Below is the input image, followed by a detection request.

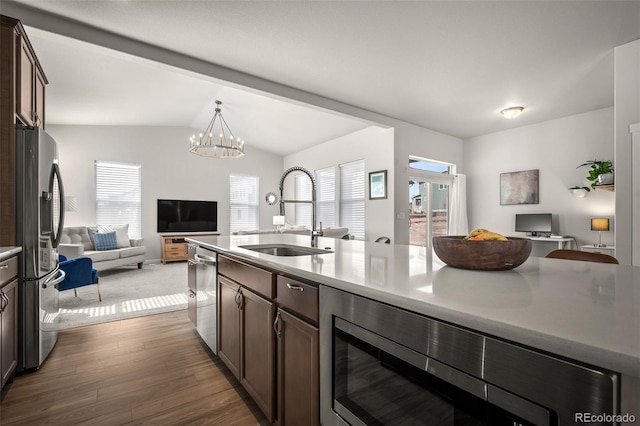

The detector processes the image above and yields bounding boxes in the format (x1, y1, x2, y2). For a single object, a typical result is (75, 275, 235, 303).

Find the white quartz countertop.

(0, 246, 21, 262)
(187, 234, 640, 378)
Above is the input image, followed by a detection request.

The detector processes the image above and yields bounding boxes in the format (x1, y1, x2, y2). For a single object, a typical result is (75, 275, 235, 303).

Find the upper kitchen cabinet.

(0, 15, 49, 247)
(14, 18, 48, 128)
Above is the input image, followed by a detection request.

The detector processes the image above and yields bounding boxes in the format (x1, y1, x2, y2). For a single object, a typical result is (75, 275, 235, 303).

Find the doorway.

(409, 179, 451, 246)
(408, 157, 454, 247)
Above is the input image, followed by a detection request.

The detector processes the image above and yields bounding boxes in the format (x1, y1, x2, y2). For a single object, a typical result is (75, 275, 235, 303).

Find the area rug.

(56, 262, 188, 330)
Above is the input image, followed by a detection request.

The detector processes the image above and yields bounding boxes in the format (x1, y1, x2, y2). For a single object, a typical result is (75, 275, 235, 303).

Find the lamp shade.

(591, 218, 609, 231)
(273, 215, 285, 226)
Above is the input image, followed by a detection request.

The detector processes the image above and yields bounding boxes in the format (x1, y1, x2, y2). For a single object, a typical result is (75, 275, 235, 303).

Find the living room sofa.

(59, 225, 146, 271)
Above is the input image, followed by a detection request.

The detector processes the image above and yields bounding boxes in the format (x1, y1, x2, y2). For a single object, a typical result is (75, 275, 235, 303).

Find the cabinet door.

(1, 279, 18, 387)
(276, 308, 319, 426)
(35, 69, 45, 128)
(241, 288, 275, 422)
(18, 38, 35, 126)
(217, 277, 241, 379)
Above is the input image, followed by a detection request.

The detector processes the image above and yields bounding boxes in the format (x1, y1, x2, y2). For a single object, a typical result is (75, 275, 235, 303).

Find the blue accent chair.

(58, 254, 101, 301)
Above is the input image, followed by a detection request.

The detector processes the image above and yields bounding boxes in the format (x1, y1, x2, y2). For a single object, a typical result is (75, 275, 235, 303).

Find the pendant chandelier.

(189, 100, 245, 158)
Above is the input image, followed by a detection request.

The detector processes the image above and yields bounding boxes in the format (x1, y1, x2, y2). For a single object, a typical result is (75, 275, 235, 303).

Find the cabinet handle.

(286, 282, 304, 292)
(0, 292, 7, 312)
(0, 264, 8, 270)
(273, 311, 281, 337)
(234, 287, 243, 310)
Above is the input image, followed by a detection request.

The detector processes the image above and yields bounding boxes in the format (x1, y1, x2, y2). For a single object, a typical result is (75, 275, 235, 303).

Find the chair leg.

(74, 288, 77, 297)
(97, 279, 102, 302)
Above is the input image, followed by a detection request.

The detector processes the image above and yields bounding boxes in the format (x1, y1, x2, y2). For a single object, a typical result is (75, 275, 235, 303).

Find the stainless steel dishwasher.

(187, 244, 217, 354)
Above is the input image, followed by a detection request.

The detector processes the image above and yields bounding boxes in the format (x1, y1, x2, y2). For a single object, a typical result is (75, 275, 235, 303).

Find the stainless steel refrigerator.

(15, 125, 66, 371)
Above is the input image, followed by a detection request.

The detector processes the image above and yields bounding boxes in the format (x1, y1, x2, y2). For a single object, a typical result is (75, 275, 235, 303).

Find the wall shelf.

(595, 184, 614, 192)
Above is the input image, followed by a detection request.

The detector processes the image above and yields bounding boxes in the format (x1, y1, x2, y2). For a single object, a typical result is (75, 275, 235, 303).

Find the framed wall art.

(500, 169, 539, 205)
(369, 170, 387, 200)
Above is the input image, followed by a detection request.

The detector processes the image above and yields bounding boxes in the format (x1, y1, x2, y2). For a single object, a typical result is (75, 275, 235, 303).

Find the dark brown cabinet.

■ Exercise requirements: Every entry, word for word, should be given again; the pictures are not part of the copy.

■ Exercise output:
Below is the input image, followed by a detection request.


The detector processes the image above and yields bounding boxes in the format (x1, y1, x2, y2). For a single object, a typical result is (75, 275, 235, 303).

Find the white quartz countertop.

(0, 246, 21, 262)
(187, 234, 640, 378)
Above is the input image, followed by a detection request.

The detector processes the image above and yields bounding boxes in the format (x1, y1, x2, y2). For a single object, a typical result is (75, 275, 235, 303).

Find the upper kitchen cabinet.

(0, 15, 49, 247)
(14, 18, 48, 128)
Above is the input image, followed by a detection request.

The detector processes the image above and yields bounding boxes in the format (x1, y1, x2, y2). For a single object, a typical result is (75, 275, 235, 303).

Find the doorway.

(409, 179, 451, 246)
(408, 157, 454, 247)
Above is the input image, followed by a detection request.

The detector processes the image above and yields bounding boxes in the format (x1, y1, x2, y2). For a single object, a typical result is (75, 275, 235, 303).

Find the area rug.

(56, 262, 188, 330)
Above is the input image, followed by a detection request.

The detector processes the image above and yields bounding boxes in the format (x1, y1, x2, y2). For a single object, a typical result is (75, 275, 235, 303).

Find the lamp shade.

(591, 218, 609, 231)
(273, 215, 285, 226)
Above is the input image, followed by a detection request.

The detector processes the image above and yields bounding boxes in the format (x1, y1, x2, y2). For a single object, a typical result is (75, 275, 235, 303).

Find the living room sofa.

(59, 225, 146, 271)
Above is the input image, followed by a detection request.

The detector processes the image above and yields bounding boxes in the format (x1, y1, x2, y2). For a single object, a typical result is (75, 275, 235, 303).

Find the cabinet door.

(1, 279, 18, 387)
(276, 308, 319, 426)
(35, 69, 45, 128)
(241, 288, 275, 422)
(18, 38, 35, 126)
(217, 277, 241, 379)
Above is the input image, followed by a detection request.

The detector processes the image above and yields bounding boxes in the format (x1, y1, x2, y2). For a single object, a typical result is (75, 275, 235, 303).

Find the blue accent chair.

(58, 254, 101, 301)
Above is the input image, followed by a detection request.

The detector processes the image above and yields bounding boxes in the format (x1, y1, x2, y2). For a single object, a typical result is (75, 275, 235, 303).

Find the pendant chandelier.

(189, 100, 245, 158)
Above is the input image, followed by a detection request.

The detector processes the image above and yields bounding boxes in the format (x1, y1, x2, y2). For a single object, a typical result is (75, 275, 235, 303).

Find the cabinet handle.

(286, 282, 304, 292)
(0, 292, 7, 312)
(0, 264, 8, 270)
(273, 311, 281, 337)
(234, 287, 243, 310)
Above is the input image, followed by a detection request.

The detector processes the image above and yields bounding boxes in the format (x1, y1, x2, y2). For a single object, a typical result is (75, 275, 235, 303).

Find the chair leg.

(74, 288, 77, 297)
(97, 279, 102, 302)
Above is the input image, followed by a detection request.

The detector processes the image above and yields bounding boxes in the format (x1, y1, x2, y2). For a single object, a typical result is (75, 275, 235, 303).

Find the stainless steel dishwasher.

(187, 244, 217, 354)
Above is the input image, followed by a detection request.

The detector processes the image above and yields bounding boxes in the format (x1, y1, x2, y2). For a single object, a typical result is (75, 275, 235, 303).

Find the stainless steel refrigerator.

(15, 125, 66, 371)
Above is the input image, followed by a detection request.

The detector processes the image above and yields bounding boxes in the format (x1, y1, x2, y2). For a single object, a typical result is (75, 275, 235, 303).

Find the wall shelf.

(595, 184, 614, 192)
Above is the input image, followed by a detection request.

The detector processes the image above and yields bounding boxes in the format (x1, y1, x2, y2). For a single object, a typical result is (75, 275, 235, 303).

Find the framed wall art.

(500, 169, 539, 205)
(369, 170, 387, 200)
Above is the input image, followed by a detection request.

The detector processes the image above and yields bounding boxes in the format (x1, y1, x2, y2). For a single object, a typical result is (75, 275, 235, 303).

Find the dark brown cabinet.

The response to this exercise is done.